■ **What to produce**:
Leave the pictures out, and print everything else in the records exactly.

■ **Data extract**:
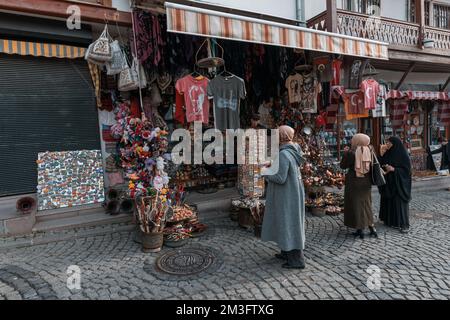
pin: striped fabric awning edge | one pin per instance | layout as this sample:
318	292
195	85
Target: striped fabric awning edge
49	50
209	23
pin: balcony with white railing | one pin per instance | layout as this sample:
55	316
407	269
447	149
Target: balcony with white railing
425	33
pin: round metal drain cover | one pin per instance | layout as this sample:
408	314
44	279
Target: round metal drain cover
186	261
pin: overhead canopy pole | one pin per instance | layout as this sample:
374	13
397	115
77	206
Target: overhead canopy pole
209	23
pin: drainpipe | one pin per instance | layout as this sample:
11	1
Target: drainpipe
300	12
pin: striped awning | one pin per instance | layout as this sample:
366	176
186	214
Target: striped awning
418	95
202	22
49	50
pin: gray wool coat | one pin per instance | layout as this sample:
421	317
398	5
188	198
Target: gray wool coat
284	215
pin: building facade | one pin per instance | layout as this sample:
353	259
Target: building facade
418	33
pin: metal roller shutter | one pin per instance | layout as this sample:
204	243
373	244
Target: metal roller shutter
45	105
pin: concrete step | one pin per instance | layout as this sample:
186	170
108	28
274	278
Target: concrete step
85	220
69	212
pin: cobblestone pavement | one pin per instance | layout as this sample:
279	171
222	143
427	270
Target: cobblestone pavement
411	266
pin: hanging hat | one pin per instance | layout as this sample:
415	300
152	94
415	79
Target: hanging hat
164	80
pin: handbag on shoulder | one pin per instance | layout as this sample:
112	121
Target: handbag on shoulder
377	172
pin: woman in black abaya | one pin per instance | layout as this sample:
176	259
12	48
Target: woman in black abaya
396	194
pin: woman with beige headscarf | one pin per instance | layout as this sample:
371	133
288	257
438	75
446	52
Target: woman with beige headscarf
284	215
358	186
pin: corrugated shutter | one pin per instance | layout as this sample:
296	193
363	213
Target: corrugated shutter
45	105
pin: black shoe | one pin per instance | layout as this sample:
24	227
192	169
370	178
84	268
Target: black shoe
373	232
288	266
358	233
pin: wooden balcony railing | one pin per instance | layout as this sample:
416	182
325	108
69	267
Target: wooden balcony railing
401	35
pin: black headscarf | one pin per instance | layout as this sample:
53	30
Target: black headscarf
399	181
397	156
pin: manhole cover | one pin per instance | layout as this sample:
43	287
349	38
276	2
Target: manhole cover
186	261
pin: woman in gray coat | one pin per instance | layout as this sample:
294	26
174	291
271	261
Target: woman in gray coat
284	217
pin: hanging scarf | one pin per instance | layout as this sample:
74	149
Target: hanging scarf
363	155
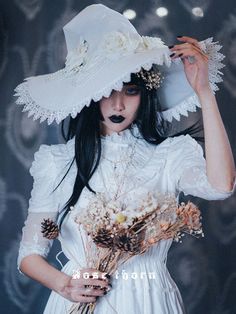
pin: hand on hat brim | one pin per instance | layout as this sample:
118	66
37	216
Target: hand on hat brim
197	72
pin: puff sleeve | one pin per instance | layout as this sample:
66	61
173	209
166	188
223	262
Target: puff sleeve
188	169
43	203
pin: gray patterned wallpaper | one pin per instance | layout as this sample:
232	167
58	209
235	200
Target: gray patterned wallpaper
31	42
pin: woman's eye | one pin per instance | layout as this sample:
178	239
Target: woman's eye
132	91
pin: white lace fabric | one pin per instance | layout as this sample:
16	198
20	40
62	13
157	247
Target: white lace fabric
32	241
177	164
189	170
54	106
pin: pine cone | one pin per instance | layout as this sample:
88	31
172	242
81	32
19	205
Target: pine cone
128	242
103	238
49	229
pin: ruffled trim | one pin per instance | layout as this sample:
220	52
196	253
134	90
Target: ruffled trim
191	103
124	137
37	112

■ **Your response**:
pin: striped fabric awning edge | one pin per instance | layout as this sample:
318	292
195	85
Target: striped fabric awning edge
49	50
209	23
pin: balcony with white railing | one pin per instance | layout as this sample:
55	316
407	269
447	149
Target: balcony with white railing
425	33
pin: round metal drain cover | one pin per instance | layout as this sample:
408	314
44	279
Target: round metal drain cover
186	261
pin: overhead canopy pole | one pin per instance | layout as this sample:
374	13
397	115
77	206
Target: overhead canopy pole
209	23
pin: drainpipe | one pin per instance | layout as this sample:
11	1
Target: drainpipe
300	12
pin: striped awning | one pin per instance | layout as this sample:
366	176
186	214
Target: striped awning
418	95
202	22
49	50
pin: gray wool coat | one pin per instance | layout as this sample:
421	317
398	5
188	198
Target: gray wool coat
284	215
pin: building facade | one pin per instance | layout as this sample:
353	259
Target: building facade
418	33
pin: metal roller shutter | one pin per instance | layout as this sample:
204	243
373	244
Target: metal roller shutter
45	105
pin: concrete step | one pin per instance | layout as this sample:
186	170
108	28
274	278
Target: concrete step
85	220
69	212
pin: cobblestone pavement | one pin per instance | layout as this sample:
279	171
222	143
427	270
Target: cobblestone pavement
411	266
pin: hanging hat | one pin per instance | layout as this sample:
415	300
152	94
415	79
Target: hanging hat
164	80
pin: handbag on shoulder | one pin per instance | layout as this sample:
112	121
Target: handbag on shoulder
377	172
pin: woman in black abaya | one pin per instance | layout as this sample:
176	259
12	48
Target: woman in black abaya
396	194
pin: woman with beige headscarf | one pin per instance | layout as this sample:
371	133
288	257
438	75
446	52
Target: woman with beige headscarf
284	215
358	186
pin: corrugated shutter | one pin per instance | layout as this sample:
296	193
363	213
Target: corrugated shutter
45	105
pin: black shoe | one pin per instance | layout as this sample:
24	227
192	169
370	178
84	268
Target: black shoe
373	232
288	266
358	233
pin: wooden balcony railing | one pin per instance | layout as this sample:
416	182
325	108
69	267
Target: wooden balcony railing
401	35
pin: black headscarf | one pin per instance | layout as this sample:
53	30
Target: black headscarf
399	181
397	156
pin: manhole cover | one pin per instance | layout as this sample:
43	287
349	38
276	2
Target: manhole cover
186	261
pin: woman in gray coat | one pin per instance | layout as this sample:
294	26
174	291
271	261
Target: woman in gray coat
284	217
pin: hanging scarf | one pin per instance | layout as this sample:
74	149
Target: hanging scarf
363	155
pin: hand on hat brim | one pin per instance | layout as this sample:
118	66
37	216
Target: hand on hat brim
197	72
pin: puff sleeve | one pin per instance | layout as this sample:
66	61
173	209
166	188
223	262
Target: puff sleeve
188	169
43	203
pin: gray patterned wallpaper | one pin per instance | layout as this sample:
232	167
58	209
235	200
Target: gray patterned wallpaper
31	42
pin: woman's eye | one pin per instance | layout as this sample:
178	239
Target: woman's eye
132	91
pin: white lace fabric | one pin per instance | layout as this sample:
16	198
20	40
62	13
157	247
Target: white lace fabric
32	241
177	164
189	170
54	106
pin: pine cone | one pin per instance | layout as this sample:
88	31
172	242
81	32
19	205
Target: pine cone
128	242
103	238
49	229
pin: ruffled trim | one pin per instance | layout as this sample:
220	52
196	253
134	90
Target: ruffled trim
191	103
124	137
37	112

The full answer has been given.